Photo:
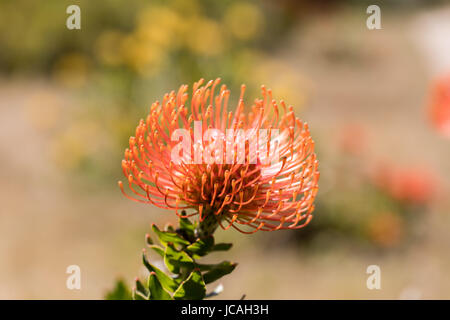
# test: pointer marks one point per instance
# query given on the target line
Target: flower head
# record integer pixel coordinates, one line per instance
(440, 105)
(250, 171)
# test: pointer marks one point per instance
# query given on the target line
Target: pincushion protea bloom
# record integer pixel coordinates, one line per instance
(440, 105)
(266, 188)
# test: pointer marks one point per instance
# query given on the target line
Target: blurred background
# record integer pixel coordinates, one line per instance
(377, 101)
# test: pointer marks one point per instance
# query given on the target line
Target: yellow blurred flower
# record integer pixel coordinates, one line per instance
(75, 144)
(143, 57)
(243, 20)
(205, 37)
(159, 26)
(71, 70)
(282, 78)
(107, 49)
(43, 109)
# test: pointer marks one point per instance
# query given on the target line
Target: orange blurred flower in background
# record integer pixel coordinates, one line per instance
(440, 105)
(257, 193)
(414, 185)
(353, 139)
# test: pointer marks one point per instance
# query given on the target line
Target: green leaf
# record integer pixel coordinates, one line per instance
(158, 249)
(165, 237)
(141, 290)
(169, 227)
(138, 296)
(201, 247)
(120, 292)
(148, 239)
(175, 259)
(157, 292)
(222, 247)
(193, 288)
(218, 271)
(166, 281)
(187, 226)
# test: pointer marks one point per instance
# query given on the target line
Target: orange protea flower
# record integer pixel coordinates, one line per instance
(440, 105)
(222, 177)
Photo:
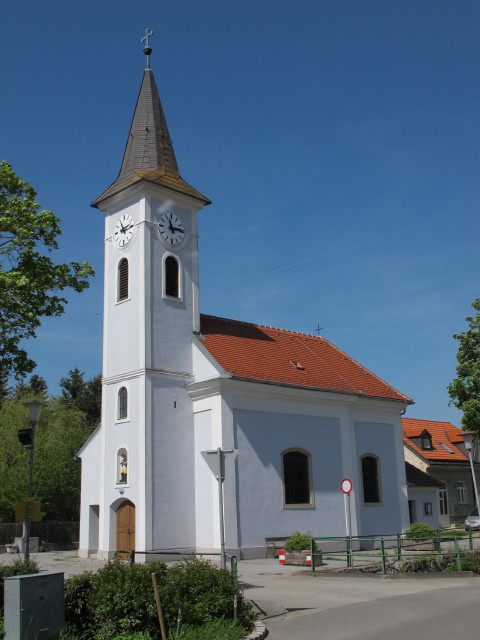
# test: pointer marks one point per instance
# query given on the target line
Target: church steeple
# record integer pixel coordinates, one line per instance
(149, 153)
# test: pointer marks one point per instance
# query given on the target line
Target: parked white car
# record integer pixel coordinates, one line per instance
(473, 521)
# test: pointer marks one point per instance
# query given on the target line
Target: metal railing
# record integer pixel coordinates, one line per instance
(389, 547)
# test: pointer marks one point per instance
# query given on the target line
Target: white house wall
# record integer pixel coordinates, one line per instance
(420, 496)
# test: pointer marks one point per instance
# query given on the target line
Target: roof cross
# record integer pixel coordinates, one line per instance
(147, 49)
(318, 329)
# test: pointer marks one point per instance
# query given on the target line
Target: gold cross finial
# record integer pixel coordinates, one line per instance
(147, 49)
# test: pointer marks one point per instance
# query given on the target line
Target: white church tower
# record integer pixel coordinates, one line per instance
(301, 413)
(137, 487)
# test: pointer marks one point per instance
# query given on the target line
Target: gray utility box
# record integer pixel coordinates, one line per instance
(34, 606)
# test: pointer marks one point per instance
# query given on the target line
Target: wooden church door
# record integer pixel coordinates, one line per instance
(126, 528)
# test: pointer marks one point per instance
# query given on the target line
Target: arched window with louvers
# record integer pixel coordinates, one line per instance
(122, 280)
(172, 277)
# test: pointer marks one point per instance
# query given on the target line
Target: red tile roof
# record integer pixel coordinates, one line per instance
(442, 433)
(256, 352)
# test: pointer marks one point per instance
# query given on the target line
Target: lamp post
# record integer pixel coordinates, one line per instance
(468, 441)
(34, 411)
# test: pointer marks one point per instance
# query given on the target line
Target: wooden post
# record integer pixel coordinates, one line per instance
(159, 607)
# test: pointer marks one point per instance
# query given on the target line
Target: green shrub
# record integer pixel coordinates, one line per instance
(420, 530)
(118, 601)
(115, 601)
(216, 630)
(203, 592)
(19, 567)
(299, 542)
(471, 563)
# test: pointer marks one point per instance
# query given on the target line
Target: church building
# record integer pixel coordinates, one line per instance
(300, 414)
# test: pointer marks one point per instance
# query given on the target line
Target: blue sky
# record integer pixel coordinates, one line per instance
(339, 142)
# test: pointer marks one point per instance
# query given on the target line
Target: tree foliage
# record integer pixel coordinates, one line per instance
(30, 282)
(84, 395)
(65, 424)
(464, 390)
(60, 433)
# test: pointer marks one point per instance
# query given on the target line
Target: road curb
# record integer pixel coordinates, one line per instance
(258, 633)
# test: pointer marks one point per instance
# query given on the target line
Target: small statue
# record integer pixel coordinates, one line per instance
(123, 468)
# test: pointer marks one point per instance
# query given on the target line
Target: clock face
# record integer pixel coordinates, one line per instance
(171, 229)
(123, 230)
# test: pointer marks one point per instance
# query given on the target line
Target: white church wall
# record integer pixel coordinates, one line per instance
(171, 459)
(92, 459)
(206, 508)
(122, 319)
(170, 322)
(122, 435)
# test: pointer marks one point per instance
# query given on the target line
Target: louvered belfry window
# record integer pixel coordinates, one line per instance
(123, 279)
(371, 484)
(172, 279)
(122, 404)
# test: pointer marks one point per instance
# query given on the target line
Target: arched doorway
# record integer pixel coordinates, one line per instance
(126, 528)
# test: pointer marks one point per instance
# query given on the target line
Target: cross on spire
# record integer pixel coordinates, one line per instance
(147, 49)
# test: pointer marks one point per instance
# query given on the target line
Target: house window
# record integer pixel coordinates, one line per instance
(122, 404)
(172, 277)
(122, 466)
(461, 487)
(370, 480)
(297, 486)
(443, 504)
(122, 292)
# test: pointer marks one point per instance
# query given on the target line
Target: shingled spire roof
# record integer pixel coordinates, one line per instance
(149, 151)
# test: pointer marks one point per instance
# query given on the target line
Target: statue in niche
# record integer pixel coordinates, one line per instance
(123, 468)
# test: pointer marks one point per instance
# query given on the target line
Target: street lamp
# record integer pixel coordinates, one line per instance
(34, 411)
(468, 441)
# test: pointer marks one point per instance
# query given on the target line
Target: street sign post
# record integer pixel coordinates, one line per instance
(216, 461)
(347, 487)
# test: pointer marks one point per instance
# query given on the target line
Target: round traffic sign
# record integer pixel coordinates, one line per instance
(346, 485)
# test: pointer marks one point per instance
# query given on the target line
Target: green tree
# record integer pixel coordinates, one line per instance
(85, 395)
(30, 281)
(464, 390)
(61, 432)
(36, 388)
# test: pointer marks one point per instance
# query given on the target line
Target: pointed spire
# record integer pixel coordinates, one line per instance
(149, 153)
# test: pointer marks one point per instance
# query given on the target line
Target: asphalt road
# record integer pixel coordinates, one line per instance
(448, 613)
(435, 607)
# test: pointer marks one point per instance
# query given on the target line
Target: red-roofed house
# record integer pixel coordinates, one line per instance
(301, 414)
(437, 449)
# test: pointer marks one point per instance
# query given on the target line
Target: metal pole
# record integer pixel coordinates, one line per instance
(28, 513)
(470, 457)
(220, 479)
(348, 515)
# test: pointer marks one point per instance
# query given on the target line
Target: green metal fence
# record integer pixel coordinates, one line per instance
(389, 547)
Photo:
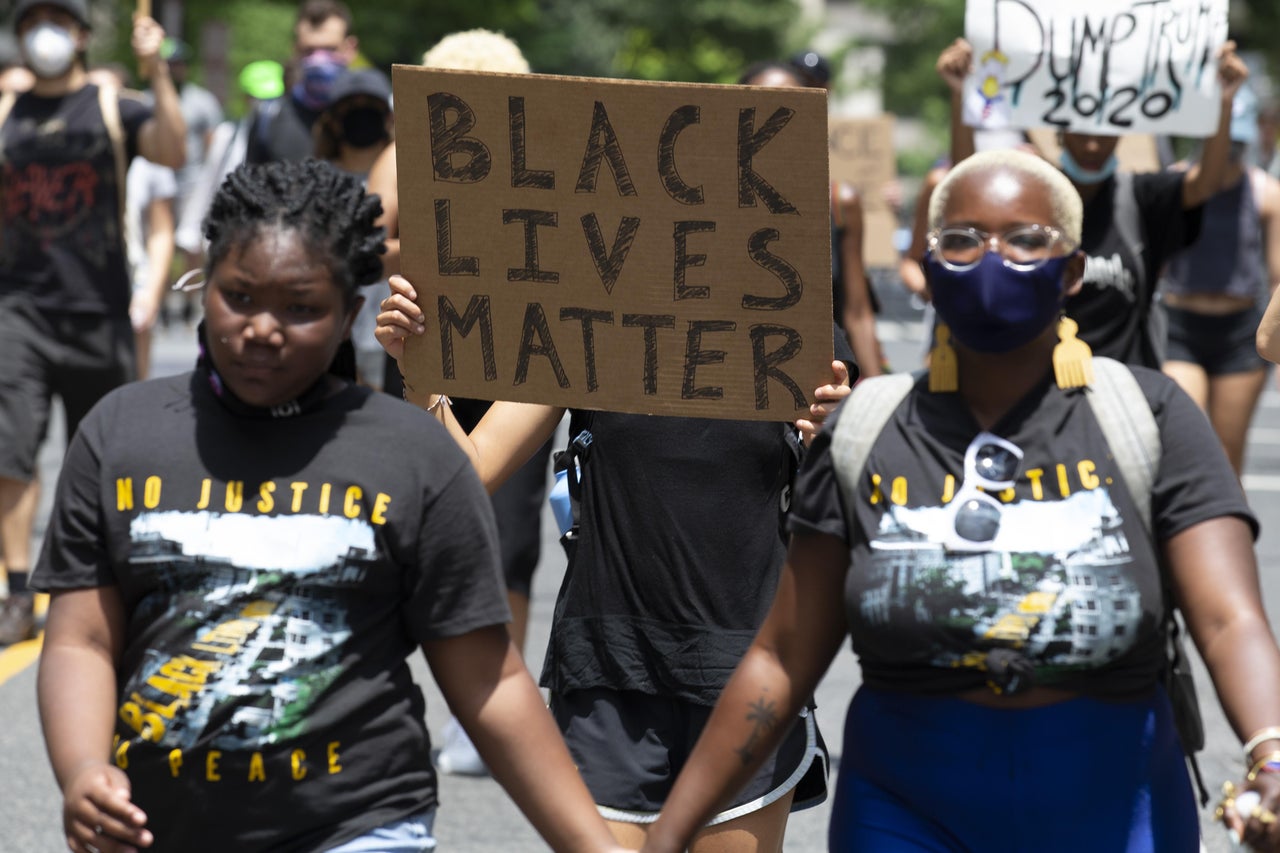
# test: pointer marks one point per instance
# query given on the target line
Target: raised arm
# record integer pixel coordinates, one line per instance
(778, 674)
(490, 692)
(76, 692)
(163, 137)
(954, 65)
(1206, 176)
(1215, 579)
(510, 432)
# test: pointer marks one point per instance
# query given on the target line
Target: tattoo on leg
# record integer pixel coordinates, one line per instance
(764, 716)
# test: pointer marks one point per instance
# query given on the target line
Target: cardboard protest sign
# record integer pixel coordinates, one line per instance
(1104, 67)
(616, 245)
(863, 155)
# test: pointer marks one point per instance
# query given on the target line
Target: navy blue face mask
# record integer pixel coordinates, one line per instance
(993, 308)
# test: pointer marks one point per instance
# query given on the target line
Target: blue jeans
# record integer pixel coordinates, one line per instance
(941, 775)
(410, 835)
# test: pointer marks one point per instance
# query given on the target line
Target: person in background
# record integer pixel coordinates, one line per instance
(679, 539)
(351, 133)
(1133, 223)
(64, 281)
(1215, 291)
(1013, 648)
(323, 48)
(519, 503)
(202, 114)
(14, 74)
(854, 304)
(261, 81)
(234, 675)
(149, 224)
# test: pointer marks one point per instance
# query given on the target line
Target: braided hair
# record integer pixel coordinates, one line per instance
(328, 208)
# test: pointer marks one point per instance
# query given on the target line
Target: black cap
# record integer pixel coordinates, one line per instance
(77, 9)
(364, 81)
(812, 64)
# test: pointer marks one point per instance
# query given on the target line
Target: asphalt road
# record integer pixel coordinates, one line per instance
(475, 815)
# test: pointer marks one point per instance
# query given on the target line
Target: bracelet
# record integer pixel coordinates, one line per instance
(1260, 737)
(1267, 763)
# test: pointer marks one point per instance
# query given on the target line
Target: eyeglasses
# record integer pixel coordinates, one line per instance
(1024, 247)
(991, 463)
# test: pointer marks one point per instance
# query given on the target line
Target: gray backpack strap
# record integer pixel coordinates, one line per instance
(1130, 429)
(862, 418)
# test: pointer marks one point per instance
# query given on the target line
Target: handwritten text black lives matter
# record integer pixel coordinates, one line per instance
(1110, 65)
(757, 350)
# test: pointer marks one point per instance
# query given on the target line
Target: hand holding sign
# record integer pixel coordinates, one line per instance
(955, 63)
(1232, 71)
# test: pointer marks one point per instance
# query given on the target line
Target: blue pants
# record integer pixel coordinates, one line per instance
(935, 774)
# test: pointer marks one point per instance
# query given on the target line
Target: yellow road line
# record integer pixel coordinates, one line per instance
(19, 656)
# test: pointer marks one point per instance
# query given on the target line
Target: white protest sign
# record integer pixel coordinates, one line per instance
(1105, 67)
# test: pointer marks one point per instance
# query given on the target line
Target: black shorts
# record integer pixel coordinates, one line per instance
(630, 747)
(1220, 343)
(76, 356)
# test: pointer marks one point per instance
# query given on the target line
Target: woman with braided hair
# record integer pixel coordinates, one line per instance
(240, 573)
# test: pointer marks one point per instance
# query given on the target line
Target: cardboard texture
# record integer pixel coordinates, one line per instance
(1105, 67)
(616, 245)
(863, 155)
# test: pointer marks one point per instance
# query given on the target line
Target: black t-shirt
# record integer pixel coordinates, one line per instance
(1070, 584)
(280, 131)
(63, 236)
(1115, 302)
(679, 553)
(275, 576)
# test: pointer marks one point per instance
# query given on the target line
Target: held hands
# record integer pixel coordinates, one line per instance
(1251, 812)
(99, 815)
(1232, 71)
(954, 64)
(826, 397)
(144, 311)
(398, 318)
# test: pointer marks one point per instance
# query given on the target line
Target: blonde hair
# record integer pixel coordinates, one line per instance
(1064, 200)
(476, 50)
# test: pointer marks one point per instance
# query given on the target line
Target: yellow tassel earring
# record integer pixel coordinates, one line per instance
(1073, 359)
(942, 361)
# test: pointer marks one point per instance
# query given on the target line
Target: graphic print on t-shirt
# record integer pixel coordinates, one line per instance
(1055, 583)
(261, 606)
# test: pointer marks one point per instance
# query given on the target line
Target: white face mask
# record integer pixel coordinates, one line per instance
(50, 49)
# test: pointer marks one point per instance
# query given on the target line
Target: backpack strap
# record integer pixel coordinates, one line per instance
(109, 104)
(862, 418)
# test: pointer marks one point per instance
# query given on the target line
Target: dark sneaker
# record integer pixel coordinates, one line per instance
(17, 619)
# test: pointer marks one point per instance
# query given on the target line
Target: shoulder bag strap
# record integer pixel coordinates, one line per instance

....

What you are asked to do: Find every line in the records above that contains the word "mask" and copy each of those lines.

Solution:
Target: navy blue face mask
Target: white face mask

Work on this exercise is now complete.